> **Your task**
Nothing but the pictures should be dropped when the records are transcribed word for word.

> **Provided entries**

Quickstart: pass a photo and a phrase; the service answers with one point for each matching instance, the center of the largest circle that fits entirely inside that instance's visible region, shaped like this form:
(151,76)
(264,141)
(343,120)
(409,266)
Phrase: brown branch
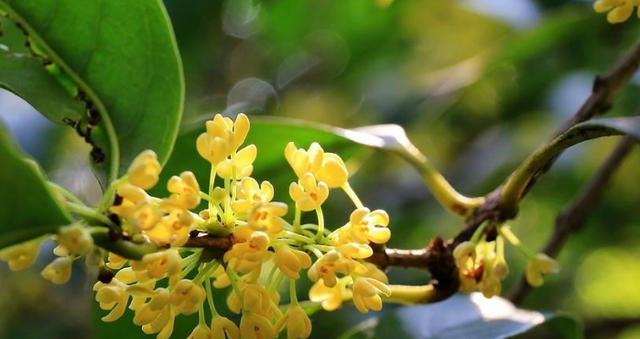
(601,99)
(573,217)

> **Answer to the problem**
Quickstart: pass a photo and a phrase; the service answers with one point for each matching instance, the center of the largest circle that fits entirely inside that instance's visible region, shaped like this form:
(151,76)
(264,141)
(343,120)
(409,266)
Phrase: brown branch
(601,99)
(573,217)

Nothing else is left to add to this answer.